BEGIN DATA SUPPLIED
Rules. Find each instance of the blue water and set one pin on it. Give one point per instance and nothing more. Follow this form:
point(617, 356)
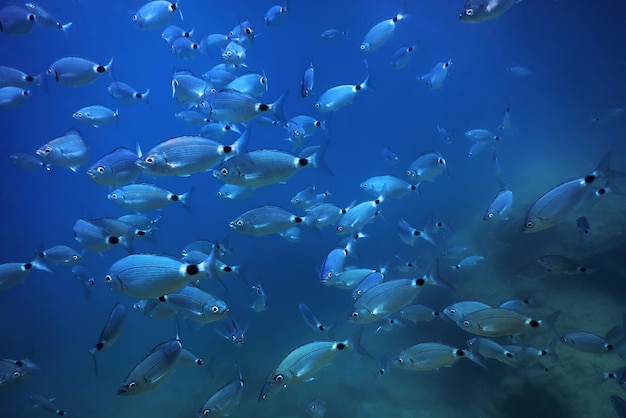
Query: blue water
point(576, 52)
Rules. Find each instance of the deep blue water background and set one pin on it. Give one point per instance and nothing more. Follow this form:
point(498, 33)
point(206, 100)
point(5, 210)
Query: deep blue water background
point(577, 54)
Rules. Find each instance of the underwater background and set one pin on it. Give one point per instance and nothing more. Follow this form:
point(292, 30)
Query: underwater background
point(563, 121)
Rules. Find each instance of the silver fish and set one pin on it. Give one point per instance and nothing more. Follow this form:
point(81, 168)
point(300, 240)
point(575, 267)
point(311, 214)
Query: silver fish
point(69, 150)
point(153, 370)
point(110, 332)
point(77, 71)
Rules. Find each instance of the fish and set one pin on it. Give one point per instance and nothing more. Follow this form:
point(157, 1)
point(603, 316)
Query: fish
point(12, 274)
point(110, 332)
point(156, 14)
point(231, 331)
point(409, 235)
point(153, 369)
point(12, 97)
point(500, 207)
point(96, 115)
point(185, 155)
point(338, 97)
point(311, 320)
point(275, 15)
point(476, 11)
point(15, 372)
point(499, 322)
point(401, 58)
point(308, 81)
point(431, 356)
point(145, 276)
point(146, 196)
point(301, 364)
point(427, 167)
point(124, 93)
point(97, 237)
point(395, 188)
point(194, 303)
point(116, 168)
point(267, 166)
point(257, 298)
point(236, 107)
point(61, 254)
point(562, 201)
point(16, 20)
point(47, 404)
point(224, 400)
point(43, 17)
point(10, 76)
point(265, 220)
point(68, 150)
point(333, 34)
point(380, 33)
point(253, 84)
point(436, 77)
point(77, 71)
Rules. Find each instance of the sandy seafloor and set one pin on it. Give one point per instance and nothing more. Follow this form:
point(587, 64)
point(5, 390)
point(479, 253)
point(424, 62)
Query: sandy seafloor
point(577, 64)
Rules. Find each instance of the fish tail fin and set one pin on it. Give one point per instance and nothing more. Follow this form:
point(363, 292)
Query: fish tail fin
point(93, 352)
point(277, 107)
point(355, 343)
END DATA SUPPLIED
TASK TO COMPLETE
Pictures in the records are to be left out; repeat everything else exactly.

EXPECTED OUTPUT
Rules. Find each instance of the blue water and set one pin on it. Give one point per instance and nothing more. Follow this form:
point(617, 356)
Query: blue water
point(576, 52)
Rules. Find each instance of the deep blue water background and set one pin on it. Give one point per instance and nothing more. Follow this form:
point(498, 33)
point(206, 100)
point(5, 210)
Query: deep blue water background
point(577, 54)
Rules. Find each instance of the underwater background and set one pin on it. Give one point per instance and nothing more. Follow this form:
point(292, 30)
Query: underwater background
point(563, 121)
Rules. Find each instance of the silver fish and set one pin on it. Give one point per instance and nothing more. Follow this form:
point(81, 168)
point(300, 240)
point(575, 267)
point(311, 214)
Query: silver fish
point(69, 150)
point(153, 370)
point(110, 332)
point(77, 71)
Rules. Find each instance of the fish and set one pin on it. Give one point per instance and nothing more. Follow this form:
point(157, 1)
point(603, 316)
Query: fish
point(12, 274)
point(110, 332)
point(156, 14)
point(231, 331)
point(409, 235)
point(153, 369)
point(12, 97)
point(500, 207)
point(96, 115)
point(185, 155)
point(338, 97)
point(311, 320)
point(275, 15)
point(476, 11)
point(15, 372)
point(499, 322)
point(401, 58)
point(308, 81)
point(431, 356)
point(145, 276)
point(146, 196)
point(301, 364)
point(427, 167)
point(124, 93)
point(97, 237)
point(395, 188)
point(194, 303)
point(116, 168)
point(267, 166)
point(257, 298)
point(236, 107)
point(61, 254)
point(562, 201)
point(16, 20)
point(47, 404)
point(224, 400)
point(43, 17)
point(10, 76)
point(265, 220)
point(68, 150)
point(333, 34)
point(380, 33)
point(253, 84)
point(436, 77)
point(77, 71)
Rules. Find each instance of the sandy seafloor and set one pin on it. Give one point per instance and nothing more. Follow this form:
point(587, 64)
point(5, 390)
point(479, 253)
point(424, 62)
Query: sandy seafloor
point(577, 64)
Rules. Find each instance of the fish tail fin and set one pin on it. Give one point per instance and nothing more. Follow this form:
point(363, 292)
Query: fish tail fin
point(93, 352)
point(277, 107)
point(355, 343)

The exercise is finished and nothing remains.